▸ **Exercise directions**: Would you restate the entries below word for word, leaving out the images?

---------------

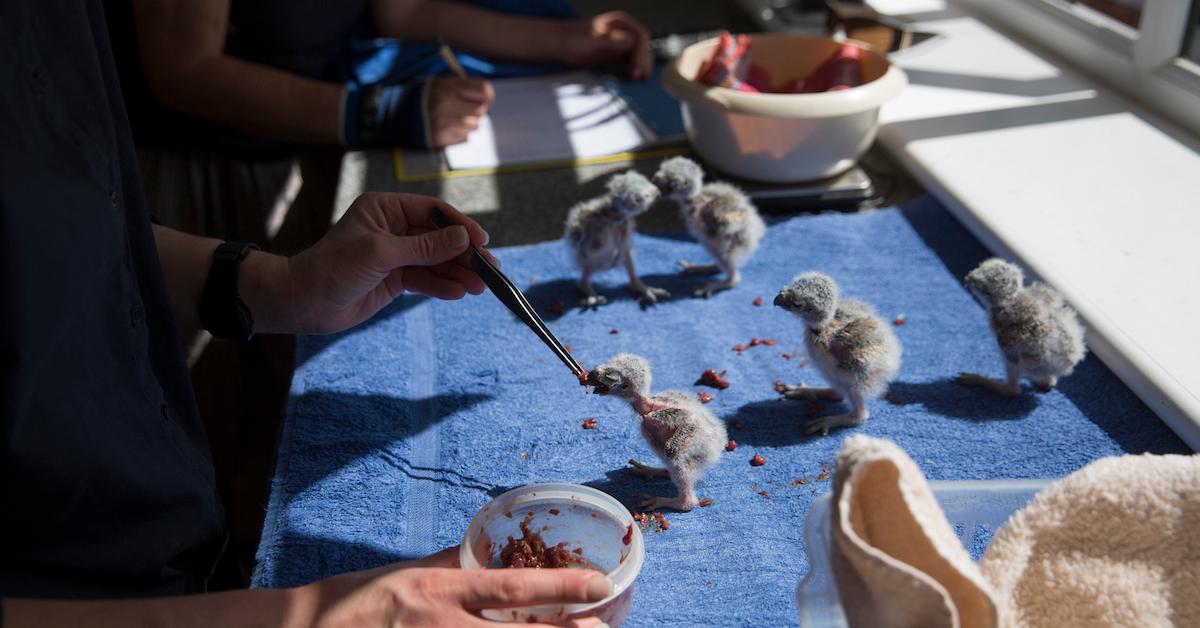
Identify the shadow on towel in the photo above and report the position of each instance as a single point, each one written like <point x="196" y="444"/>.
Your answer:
<point x="774" y="423"/>
<point x="357" y="426"/>
<point x="316" y="344"/>
<point x="948" y="398"/>
<point x="543" y="295"/>
<point x="1137" y="430"/>
<point x="629" y="488"/>
<point x="328" y="557"/>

---------------

▸ **Solution to the problem**:
Identify the shadow on towel in the photo above and report the position of each instance as a single point, each one written like <point x="196" y="444"/>.
Your answer:
<point x="774" y="423"/>
<point x="357" y="426"/>
<point x="316" y="344"/>
<point x="948" y="398"/>
<point x="543" y="295"/>
<point x="1137" y="430"/>
<point x="629" y="488"/>
<point x="328" y="557"/>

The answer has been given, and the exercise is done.